CHALLENGES
1/ Give the names that head the replies in the technology comment thread.
2/ Transcribe the stretch of the technology comment thread that opens with the words containing "He has excellent" and closes with "and reward them.".

SOURCE TEXT
begin

Up until this point, he had never touched a computer before.
He had only seen his mother and I use them, but never had the opportunity himself.
We quickly grabbed our video camera and started capturing the moment on film.

He had his own computer at four.
We let him online at twelve, albeit with great supervision.
We gave him a smartphone at 14.
We weren’t going to do so that early, but he’s proven himself very responsible, so we have rewarded him with that trust.

He also knows that with my level of technical knowledge and ability to monitor, I can at any point, determine whether or not that trust has been ill-conceived.

Yes, he’s a gamer and loves to play inside more than we did as kids.
However, he is also a member of our local YMCA, works out every Saturday and volunteers every Saturday evening.
He has just been accepted as a member of our city council’s youth advisory board, is joining the local volunteer ambulance service, is a member of a youth engagement squad (involving the city, school board and YMCA) and he has a couple strong possibilities for his first summer job.
He’s now in his second year of highschool, an honor roll student and wants to become an architectural engineer.

I like to think that his constant exposure to technology has had something to do with his successes.
He has excellent communication skills, more opportunities available to him than we had as children and a better CV under his belt already than many people I’ve hired in the many years I’ve spent in management.

While it may seem like our son is an over-achiever, he’s really not.
He has all the challenges a typical teenager does and we are not the type of parents to push, just to encourage.
However, without technology opening up his opportunities to communicate and learn, I doubt he would be doing as well as he is now.

So, once again, there is no minimum age.
Our children absorb more than we think and we should never underestimate them.
We need to trust, encourage and reward them.
Technology can be a fantastic tool for parents and children, if we use it responsibly, as well.

(By the way, what happened to your Disqus comment system?)

1 votes

Dave Parrack

You seem to have been able to find a healthy balance for your son. Or perhaps it’s a natural instinct for us not to shut ourselves away at the mercy of technology. An interesting comment, regardless.

(We ditched it last year and the new one has been working well ever since.)

0 votes

Lisa Santika Onggrid

Interesting story. Again, this proves that moderation is the key. As long as everything is balanced, exposure of technology will give one huge advantage.

1 votes

edz

You will agree with me that the era we are and growing into is technological, no doubt about it. Exposing children to this system that they will later get to know control their way of doing thing is a helpful thing.
I will send my child to school of technology from the very moment he or she start to pay attention to details which happen from age 1 in most kids I know.

end

LISTED ENTRIES
begin

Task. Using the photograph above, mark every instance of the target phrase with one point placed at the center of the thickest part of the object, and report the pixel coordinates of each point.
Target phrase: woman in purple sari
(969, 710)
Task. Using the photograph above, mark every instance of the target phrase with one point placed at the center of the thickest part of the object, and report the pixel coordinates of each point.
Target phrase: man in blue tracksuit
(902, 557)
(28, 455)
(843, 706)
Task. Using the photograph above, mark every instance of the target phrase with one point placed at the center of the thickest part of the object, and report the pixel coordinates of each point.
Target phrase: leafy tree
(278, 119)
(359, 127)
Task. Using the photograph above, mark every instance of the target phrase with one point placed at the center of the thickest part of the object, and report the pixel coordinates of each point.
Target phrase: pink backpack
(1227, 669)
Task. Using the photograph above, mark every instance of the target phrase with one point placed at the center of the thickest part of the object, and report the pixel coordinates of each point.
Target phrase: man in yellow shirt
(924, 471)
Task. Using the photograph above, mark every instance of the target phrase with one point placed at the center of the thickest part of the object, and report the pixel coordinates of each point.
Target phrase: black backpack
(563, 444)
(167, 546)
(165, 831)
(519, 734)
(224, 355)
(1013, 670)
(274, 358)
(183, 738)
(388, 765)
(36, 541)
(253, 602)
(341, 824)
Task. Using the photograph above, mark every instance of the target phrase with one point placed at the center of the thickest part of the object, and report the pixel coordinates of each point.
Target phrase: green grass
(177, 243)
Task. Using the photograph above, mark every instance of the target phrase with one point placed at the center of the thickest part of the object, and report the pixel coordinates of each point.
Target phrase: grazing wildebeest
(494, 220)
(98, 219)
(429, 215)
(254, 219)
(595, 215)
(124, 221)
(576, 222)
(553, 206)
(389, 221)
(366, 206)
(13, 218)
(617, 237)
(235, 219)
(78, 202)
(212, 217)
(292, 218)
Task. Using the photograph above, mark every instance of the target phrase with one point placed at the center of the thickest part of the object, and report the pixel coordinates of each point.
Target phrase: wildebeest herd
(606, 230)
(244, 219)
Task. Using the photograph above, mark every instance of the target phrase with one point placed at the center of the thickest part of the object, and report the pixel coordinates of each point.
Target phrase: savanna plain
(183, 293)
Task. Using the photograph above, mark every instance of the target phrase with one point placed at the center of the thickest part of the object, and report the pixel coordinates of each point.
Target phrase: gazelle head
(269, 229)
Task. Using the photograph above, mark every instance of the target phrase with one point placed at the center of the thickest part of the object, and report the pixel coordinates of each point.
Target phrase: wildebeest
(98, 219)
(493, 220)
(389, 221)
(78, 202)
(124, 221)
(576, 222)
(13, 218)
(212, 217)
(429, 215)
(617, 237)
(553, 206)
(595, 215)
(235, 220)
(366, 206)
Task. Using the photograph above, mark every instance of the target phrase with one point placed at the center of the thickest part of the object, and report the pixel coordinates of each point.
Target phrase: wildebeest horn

end

SOLUTIONS PER TASK
1/
Dave Parrack
Lisa Santika Onggrid
edz

2/
He has excellent communication skills, more opportunities available to him than we had as children and a better CV under his belt already than many people I’ve hired in the many years I’ve spent in management.

While it may seem like our son is an over-achiever, he’s really not.
He has all the challenges a typical teenager does and we are not the type of parents to push, just to encourage.
However, without technology opening up his opportunities to communicate and learn, I doubt he would be doing as well as he is now.

So, once again, there is no minimum age.
Our children absorb more than we think and we should never underestimate them.
We need to trust, encourage and reward them.